Data supplied Block Start

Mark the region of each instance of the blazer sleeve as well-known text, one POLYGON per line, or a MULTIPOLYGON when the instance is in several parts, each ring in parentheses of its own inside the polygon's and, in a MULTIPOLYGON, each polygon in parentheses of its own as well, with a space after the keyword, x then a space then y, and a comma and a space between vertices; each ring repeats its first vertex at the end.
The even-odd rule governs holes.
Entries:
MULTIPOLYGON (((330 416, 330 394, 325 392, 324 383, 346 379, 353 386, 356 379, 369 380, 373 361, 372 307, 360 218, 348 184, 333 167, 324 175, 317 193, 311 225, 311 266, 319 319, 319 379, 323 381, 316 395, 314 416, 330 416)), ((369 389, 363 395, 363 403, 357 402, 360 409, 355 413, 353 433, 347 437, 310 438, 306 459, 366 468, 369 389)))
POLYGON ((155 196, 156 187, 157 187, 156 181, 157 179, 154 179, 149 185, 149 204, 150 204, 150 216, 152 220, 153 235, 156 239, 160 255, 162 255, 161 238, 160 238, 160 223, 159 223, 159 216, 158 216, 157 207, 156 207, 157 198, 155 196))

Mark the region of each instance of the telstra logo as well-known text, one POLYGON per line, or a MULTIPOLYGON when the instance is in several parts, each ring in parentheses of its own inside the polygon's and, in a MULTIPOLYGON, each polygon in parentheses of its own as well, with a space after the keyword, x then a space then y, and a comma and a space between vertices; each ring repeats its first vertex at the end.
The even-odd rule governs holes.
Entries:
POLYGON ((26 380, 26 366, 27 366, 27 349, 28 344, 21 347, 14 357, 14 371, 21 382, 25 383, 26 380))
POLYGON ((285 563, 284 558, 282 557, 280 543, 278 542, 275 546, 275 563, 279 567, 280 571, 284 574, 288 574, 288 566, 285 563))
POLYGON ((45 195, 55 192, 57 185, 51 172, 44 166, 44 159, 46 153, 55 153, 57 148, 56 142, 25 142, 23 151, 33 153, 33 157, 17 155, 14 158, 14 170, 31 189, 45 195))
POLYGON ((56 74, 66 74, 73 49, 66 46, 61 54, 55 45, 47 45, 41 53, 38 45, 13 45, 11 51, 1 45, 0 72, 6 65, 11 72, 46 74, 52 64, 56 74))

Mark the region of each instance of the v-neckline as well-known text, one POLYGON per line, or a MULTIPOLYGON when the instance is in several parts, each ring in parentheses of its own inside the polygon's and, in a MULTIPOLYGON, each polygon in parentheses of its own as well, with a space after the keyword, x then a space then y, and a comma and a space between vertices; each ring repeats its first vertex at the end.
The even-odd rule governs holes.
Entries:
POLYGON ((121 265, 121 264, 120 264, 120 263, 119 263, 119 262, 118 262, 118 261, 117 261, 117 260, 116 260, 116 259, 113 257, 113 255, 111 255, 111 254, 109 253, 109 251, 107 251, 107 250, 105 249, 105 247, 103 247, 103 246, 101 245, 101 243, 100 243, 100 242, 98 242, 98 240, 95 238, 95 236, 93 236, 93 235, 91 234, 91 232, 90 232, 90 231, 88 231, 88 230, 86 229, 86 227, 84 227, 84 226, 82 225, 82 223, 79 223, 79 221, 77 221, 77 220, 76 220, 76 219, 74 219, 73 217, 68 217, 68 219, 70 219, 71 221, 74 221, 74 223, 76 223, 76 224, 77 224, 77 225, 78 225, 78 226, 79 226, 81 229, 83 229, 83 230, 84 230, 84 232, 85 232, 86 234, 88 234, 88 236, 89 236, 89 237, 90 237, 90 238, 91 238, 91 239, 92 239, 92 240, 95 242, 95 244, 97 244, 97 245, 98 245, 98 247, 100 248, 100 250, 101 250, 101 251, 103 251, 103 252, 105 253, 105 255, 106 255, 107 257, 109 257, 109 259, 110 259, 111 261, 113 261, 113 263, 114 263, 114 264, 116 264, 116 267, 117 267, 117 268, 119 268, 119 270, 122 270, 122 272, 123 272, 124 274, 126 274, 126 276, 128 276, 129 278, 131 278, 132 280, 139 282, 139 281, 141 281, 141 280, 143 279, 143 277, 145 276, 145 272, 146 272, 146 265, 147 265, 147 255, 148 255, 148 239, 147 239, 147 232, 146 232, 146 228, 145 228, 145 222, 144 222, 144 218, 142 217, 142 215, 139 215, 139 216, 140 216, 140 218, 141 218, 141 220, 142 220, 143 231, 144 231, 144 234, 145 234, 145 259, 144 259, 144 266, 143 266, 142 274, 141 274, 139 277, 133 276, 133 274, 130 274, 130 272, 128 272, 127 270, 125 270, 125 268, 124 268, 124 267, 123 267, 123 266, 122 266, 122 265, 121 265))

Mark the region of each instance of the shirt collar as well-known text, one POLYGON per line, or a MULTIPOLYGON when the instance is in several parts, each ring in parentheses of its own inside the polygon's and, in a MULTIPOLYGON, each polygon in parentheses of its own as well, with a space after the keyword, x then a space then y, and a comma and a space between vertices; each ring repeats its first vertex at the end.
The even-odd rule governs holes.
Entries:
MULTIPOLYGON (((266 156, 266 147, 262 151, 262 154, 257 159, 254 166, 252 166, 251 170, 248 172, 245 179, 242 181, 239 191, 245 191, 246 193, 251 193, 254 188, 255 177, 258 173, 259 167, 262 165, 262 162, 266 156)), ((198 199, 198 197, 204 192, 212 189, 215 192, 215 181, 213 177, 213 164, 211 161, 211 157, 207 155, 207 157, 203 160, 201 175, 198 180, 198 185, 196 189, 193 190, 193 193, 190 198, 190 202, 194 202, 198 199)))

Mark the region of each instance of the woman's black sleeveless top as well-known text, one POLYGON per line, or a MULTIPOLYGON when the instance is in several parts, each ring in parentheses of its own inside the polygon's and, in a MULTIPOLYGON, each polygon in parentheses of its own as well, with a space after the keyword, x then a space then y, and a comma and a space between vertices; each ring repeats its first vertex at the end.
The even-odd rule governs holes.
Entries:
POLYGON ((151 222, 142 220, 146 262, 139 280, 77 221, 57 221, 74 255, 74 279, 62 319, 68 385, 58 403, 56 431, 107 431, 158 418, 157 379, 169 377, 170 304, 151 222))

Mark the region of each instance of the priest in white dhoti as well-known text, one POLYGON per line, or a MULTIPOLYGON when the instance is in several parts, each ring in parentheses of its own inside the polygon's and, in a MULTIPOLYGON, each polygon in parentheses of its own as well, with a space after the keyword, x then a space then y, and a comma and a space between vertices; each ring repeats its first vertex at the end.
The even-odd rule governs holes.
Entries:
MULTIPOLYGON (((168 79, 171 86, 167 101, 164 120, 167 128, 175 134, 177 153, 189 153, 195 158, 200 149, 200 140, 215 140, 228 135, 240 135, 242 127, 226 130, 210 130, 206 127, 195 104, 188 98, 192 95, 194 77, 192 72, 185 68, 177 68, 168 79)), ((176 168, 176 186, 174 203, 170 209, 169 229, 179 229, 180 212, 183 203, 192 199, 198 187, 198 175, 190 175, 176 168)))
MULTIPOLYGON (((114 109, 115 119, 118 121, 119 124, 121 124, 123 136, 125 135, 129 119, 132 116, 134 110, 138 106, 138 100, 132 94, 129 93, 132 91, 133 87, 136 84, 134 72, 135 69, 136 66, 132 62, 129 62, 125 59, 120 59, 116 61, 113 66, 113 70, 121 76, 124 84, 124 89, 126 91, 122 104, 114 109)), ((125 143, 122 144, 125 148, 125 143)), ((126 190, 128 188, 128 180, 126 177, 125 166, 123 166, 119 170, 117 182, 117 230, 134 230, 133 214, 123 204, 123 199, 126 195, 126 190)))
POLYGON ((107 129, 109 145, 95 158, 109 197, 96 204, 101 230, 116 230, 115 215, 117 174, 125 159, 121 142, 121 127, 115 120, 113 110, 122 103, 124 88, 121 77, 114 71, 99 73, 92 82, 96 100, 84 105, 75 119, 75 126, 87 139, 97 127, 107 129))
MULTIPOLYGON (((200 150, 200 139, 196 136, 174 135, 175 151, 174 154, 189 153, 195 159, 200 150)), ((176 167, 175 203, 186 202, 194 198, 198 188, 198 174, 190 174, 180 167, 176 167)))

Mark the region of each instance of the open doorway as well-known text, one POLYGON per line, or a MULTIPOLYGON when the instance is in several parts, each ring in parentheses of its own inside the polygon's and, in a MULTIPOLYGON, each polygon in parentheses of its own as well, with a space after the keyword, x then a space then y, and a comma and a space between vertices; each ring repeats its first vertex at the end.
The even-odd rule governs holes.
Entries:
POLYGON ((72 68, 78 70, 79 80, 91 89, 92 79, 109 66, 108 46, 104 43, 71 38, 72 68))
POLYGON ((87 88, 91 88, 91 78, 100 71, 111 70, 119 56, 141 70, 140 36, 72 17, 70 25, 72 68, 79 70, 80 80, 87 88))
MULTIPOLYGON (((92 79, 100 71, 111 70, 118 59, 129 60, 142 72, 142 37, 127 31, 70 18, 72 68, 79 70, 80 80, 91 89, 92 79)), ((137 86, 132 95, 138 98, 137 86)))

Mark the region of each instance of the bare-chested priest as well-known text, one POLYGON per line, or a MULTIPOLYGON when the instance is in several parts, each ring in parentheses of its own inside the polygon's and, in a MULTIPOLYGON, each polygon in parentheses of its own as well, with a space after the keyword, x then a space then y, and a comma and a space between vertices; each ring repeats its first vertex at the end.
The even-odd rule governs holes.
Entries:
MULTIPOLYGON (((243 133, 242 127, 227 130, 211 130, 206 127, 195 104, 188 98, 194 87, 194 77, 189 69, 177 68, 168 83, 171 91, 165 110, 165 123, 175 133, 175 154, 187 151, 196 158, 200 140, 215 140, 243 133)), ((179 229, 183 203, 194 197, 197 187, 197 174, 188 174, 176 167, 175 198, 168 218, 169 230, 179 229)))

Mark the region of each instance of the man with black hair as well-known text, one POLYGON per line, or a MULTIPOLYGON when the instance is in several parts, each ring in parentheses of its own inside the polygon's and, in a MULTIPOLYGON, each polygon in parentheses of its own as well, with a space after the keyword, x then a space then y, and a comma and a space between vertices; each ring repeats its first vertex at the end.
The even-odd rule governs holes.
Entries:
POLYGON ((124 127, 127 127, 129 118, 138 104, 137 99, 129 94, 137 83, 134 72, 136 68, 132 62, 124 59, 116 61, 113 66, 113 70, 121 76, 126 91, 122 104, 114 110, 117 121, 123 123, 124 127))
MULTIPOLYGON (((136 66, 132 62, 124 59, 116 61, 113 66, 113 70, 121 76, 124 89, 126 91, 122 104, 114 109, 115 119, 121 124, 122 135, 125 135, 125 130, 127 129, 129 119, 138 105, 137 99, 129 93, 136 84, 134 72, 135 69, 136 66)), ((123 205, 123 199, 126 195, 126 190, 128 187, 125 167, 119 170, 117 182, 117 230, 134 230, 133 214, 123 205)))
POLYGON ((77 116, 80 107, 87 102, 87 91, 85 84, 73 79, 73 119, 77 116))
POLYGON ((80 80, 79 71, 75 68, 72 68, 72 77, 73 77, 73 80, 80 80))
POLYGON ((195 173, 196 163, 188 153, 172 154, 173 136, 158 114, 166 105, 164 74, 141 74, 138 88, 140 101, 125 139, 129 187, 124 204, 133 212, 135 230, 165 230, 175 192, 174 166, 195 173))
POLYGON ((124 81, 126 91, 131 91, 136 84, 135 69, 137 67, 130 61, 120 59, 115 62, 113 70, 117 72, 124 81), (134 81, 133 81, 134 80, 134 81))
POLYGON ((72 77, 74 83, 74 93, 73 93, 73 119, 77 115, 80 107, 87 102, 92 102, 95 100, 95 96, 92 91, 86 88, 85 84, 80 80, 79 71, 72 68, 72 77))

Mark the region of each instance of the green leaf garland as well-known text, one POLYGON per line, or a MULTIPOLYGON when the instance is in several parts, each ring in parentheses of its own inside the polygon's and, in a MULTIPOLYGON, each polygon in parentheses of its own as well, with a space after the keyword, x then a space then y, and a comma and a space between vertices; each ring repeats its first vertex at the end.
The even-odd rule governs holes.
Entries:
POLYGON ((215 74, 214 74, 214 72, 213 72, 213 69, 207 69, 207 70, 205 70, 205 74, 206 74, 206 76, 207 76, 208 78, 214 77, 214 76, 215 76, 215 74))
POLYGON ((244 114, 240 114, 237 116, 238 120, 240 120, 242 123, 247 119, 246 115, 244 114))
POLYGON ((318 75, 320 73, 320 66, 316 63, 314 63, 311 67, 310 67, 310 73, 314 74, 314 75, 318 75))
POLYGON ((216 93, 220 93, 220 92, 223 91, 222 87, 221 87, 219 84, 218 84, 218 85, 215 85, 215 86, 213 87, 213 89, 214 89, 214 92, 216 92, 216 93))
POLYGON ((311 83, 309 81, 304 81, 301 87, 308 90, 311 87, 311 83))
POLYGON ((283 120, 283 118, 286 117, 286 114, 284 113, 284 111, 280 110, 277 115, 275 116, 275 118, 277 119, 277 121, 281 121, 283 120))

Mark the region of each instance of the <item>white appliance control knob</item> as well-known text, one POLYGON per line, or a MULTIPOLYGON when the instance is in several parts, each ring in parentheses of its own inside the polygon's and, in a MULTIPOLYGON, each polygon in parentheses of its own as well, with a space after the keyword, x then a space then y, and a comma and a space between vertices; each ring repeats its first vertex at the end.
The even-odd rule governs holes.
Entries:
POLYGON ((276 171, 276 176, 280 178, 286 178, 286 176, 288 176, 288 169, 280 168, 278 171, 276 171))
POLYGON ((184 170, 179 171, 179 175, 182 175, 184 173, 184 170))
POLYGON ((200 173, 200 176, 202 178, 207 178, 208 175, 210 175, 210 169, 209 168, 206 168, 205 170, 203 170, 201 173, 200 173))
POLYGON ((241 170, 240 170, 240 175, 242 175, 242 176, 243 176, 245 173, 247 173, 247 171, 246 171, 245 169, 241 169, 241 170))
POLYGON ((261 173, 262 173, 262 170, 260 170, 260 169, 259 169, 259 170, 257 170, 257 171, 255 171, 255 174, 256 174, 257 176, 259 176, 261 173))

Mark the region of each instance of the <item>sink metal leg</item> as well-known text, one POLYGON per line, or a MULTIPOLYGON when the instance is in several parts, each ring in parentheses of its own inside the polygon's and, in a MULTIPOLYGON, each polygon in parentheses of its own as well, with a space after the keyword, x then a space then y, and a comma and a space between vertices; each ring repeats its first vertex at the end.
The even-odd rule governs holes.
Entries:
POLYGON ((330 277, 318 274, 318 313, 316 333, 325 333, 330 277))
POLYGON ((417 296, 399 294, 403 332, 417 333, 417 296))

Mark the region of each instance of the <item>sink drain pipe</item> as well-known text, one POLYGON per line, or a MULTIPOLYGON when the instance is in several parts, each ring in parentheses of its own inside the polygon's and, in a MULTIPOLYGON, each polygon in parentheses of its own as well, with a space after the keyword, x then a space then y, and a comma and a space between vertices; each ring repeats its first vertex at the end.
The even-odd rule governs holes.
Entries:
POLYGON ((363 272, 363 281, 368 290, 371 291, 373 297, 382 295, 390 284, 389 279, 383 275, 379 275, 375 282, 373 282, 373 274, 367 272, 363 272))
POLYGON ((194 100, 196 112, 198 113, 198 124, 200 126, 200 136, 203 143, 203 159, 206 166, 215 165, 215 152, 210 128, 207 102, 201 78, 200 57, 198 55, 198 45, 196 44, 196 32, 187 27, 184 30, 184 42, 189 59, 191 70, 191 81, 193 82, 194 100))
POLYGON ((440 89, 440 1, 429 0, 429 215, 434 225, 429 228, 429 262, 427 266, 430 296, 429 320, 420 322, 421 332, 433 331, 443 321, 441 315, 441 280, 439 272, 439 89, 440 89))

Data supplied Block End

* Task: Please filter the listing down to lines that include the word "item".

* Answer to the exercise:
Mark the region of each instance of the <item>white appliance control knob</item> as well-known text, one POLYGON per line, or a MULTIPOLYGON when the instance is in several parts, each ring in parentheses of its own inside the polygon's and, in a MULTIPOLYGON, each polygon in parentheses of its own as well, with a space after the keyword, x then a space then y, and a comma and a space between vertices; each ring repeats its first vertex at the end.
Mark the region of each instance of the <item>sink metal leg</item> as well-known text, one POLYGON per line, or a MULTIPOLYGON when the instance is in several parts, each ring in parentheses of its own inside the polygon's and, in a MULTIPOLYGON, each polygon in parentheses of its own as well, with a space after the keyword, x then a space then y, and a comma and a space between vertices; each ring repeats its first vertex at the end.
Mark the region of each instance of the <item>sink drain pipe</item> as well-known text, one POLYGON per line, or a MULTIPOLYGON when the instance is in several parts, each ring in parentheses of its own inside the polygon's and, in a MULTIPOLYGON, each polygon in parentheses of its own as well, with a space after the keyword, x then a space then y, and a comma and a space between vertices; each ring repeats its first vertex at the end.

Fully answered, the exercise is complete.